-- EXERCISE DETAILS --
Your answer must be the lines from the one containing "Target: green shrub" through the last line below, copied exactly, with no pictures.

-- ENTRIES PROVIDED --
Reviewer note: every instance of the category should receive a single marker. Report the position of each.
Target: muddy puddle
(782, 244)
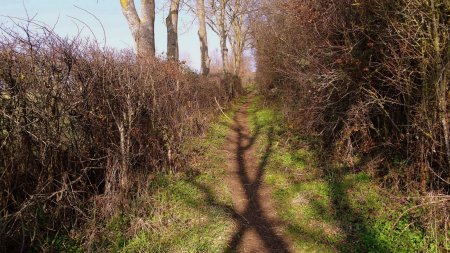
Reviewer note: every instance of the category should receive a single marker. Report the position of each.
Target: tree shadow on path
(257, 215)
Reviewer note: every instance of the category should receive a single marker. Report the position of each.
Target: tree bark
(205, 61)
(223, 36)
(143, 30)
(172, 31)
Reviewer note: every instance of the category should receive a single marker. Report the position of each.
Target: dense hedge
(370, 79)
(81, 125)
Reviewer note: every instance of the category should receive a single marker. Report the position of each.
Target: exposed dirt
(258, 228)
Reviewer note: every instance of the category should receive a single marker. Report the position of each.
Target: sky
(68, 16)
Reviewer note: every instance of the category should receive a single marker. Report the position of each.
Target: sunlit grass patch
(334, 208)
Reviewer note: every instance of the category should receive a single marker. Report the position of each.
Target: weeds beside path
(254, 186)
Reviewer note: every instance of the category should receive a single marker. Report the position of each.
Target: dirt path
(258, 228)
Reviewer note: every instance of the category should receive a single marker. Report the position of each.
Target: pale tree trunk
(239, 33)
(223, 36)
(205, 61)
(143, 28)
(172, 31)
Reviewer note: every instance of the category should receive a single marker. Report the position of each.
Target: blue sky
(64, 13)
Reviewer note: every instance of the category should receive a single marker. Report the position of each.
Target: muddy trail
(258, 227)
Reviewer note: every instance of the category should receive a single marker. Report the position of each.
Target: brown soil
(258, 228)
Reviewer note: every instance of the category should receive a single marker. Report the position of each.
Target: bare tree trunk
(205, 61)
(141, 29)
(223, 36)
(172, 31)
(440, 78)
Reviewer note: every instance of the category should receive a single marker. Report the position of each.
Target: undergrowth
(180, 212)
(327, 207)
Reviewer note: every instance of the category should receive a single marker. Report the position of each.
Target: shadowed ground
(258, 228)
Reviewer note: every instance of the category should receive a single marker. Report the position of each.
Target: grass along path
(326, 207)
(253, 186)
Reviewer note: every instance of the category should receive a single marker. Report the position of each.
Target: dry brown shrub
(81, 126)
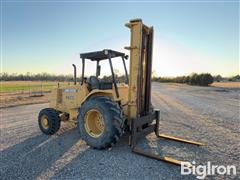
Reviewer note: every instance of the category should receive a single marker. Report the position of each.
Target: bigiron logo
(201, 171)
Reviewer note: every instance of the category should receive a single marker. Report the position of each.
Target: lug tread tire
(112, 113)
(53, 120)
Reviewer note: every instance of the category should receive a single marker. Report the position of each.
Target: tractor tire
(100, 122)
(49, 121)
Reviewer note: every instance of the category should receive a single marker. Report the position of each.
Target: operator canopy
(101, 55)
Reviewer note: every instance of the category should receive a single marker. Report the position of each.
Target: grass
(7, 86)
(226, 84)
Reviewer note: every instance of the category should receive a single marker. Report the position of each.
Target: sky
(47, 36)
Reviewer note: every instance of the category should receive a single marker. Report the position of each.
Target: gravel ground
(206, 114)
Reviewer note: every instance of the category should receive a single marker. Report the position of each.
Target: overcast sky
(44, 36)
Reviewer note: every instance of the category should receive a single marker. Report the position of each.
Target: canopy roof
(101, 55)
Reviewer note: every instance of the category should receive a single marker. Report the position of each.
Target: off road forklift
(103, 110)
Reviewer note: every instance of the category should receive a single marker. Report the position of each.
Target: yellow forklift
(104, 110)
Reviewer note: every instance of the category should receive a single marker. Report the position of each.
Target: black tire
(112, 118)
(53, 121)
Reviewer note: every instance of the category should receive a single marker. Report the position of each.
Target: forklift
(103, 110)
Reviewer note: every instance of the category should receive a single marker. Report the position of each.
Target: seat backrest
(93, 82)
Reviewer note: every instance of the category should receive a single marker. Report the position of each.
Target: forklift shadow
(36, 154)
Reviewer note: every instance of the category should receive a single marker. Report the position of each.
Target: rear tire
(49, 121)
(111, 128)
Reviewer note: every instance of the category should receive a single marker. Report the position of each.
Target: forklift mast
(139, 95)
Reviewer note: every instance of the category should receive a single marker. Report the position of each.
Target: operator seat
(93, 82)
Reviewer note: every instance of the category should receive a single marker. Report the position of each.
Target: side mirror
(98, 70)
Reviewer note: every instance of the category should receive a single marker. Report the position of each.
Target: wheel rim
(94, 123)
(44, 122)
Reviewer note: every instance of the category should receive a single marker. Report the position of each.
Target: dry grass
(14, 93)
(226, 84)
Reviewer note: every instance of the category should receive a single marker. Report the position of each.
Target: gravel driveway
(206, 114)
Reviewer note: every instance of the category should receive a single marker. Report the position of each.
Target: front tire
(100, 122)
(49, 121)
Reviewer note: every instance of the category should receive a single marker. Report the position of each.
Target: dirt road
(207, 114)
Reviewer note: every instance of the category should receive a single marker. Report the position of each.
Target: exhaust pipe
(74, 74)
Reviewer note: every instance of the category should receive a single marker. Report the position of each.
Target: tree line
(203, 79)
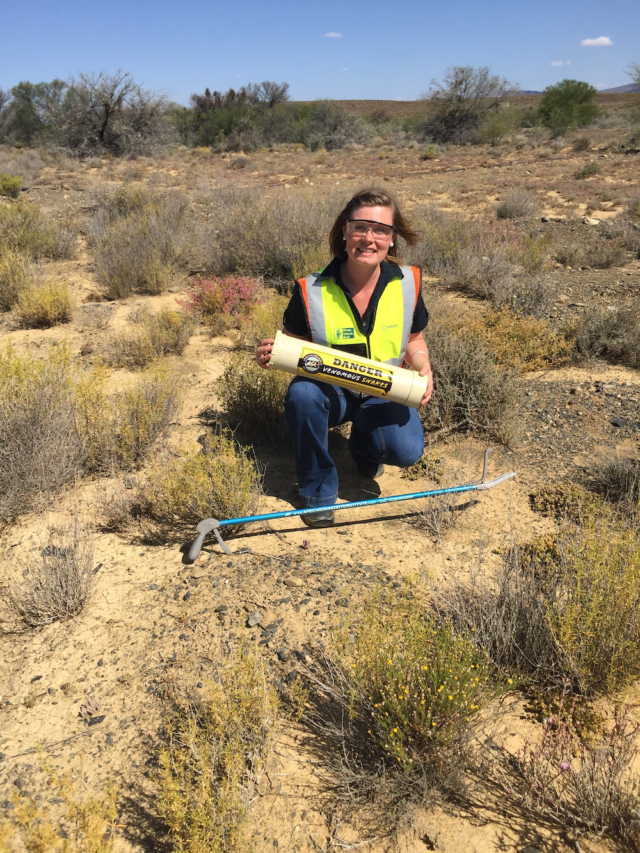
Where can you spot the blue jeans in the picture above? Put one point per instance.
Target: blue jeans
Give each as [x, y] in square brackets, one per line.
[381, 432]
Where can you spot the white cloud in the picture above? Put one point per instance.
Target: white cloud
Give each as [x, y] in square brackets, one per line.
[602, 41]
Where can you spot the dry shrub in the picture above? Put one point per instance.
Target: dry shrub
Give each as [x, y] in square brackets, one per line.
[518, 204]
[152, 337]
[281, 236]
[214, 753]
[44, 305]
[394, 705]
[119, 430]
[24, 228]
[471, 391]
[41, 448]
[10, 187]
[580, 786]
[139, 238]
[264, 320]
[618, 478]
[82, 822]
[57, 580]
[524, 343]
[16, 274]
[611, 335]
[254, 398]
[599, 254]
[221, 481]
[563, 610]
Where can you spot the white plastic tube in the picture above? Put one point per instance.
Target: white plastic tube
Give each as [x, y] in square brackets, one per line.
[349, 371]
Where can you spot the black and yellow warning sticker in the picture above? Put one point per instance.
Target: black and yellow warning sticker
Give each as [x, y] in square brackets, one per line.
[345, 370]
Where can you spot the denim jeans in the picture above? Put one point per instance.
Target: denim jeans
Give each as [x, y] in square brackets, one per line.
[381, 432]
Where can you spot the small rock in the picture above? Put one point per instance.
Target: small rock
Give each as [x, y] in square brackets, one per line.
[254, 619]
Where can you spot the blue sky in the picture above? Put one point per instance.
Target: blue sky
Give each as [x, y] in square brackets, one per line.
[325, 49]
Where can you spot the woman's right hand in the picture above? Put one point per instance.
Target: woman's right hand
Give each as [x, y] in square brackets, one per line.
[263, 352]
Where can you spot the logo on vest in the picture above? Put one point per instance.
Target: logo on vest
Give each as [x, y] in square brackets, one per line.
[311, 363]
[345, 334]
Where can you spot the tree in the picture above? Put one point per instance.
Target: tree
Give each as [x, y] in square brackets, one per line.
[567, 104]
[462, 100]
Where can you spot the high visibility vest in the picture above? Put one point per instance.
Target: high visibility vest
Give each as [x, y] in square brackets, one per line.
[332, 322]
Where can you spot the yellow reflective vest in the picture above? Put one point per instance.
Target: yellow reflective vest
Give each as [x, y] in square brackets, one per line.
[332, 322]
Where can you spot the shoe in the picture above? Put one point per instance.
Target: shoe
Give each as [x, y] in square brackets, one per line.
[371, 472]
[319, 519]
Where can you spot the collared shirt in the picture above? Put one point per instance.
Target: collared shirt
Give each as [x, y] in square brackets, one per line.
[295, 315]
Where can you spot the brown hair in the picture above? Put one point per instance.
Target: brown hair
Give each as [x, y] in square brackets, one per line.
[371, 197]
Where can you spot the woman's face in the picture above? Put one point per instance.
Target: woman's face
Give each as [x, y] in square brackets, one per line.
[371, 247]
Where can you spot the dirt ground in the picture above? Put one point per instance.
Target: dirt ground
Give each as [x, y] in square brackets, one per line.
[155, 620]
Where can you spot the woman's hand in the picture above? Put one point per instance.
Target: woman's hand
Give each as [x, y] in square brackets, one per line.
[263, 352]
[417, 355]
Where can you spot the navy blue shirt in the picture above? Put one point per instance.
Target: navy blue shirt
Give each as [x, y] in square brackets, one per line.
[295, 315]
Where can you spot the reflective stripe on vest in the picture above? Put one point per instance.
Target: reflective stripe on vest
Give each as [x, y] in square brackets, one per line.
[332, 322]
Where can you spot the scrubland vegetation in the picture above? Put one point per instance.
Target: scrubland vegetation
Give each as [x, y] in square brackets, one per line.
[399, 697]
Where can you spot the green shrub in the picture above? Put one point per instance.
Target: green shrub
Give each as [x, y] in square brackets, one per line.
[213, 753]
[254, 398]
[40, 446]
[10, 186]
[44, 305]
[152, 337]
[567, 104]
[16, 275]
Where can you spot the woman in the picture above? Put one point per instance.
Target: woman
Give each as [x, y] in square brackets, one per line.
[363, 303]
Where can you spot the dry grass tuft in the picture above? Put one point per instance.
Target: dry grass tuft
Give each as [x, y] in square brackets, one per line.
[518, 204]
[41, 448]
[562, 610]
[139, 238]
[254, 398]
[151, 337]
[57, 580]
[119, 430]
[221, 481]
[214, 753]
[44, 305]
[393, 705]
[16, 274]
[471, 391]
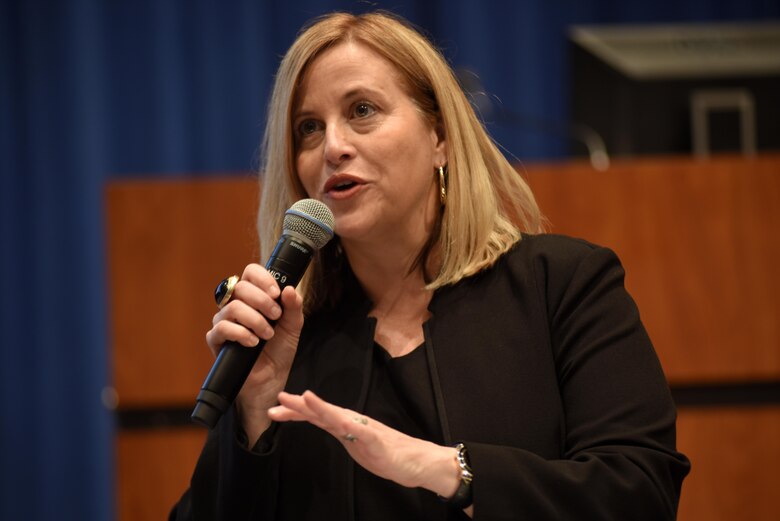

-- RESPONSE BELOW --
Target: green shrub
Give each as [x, y] in square brackets, one per line.
[213, 753]
[254, 398]
[40, 446]
[10, 186]
[44, 305]
[152, 337]
[567, 104]
[16, 275]
Where can you spot the woman in the picture above? Put one point per instance.
Target: woman
Give each as [x, y] in square brackets, one per line.
[363, 303]
Where can you spot the dry grass tuft in the picture above? Put one point per instance.
Target: dry grass tuft
Give each as [x, y] in square brackets, one per line.
[518, 204]
[41, 448]
[562, 610]
[139, 238]
[254, 398]
[151, 337]
[57, 580]
[119, 430]
[221, 481]
[214, 753]
[44, 305]
[393, 705]
[16, 274]
[471, 391]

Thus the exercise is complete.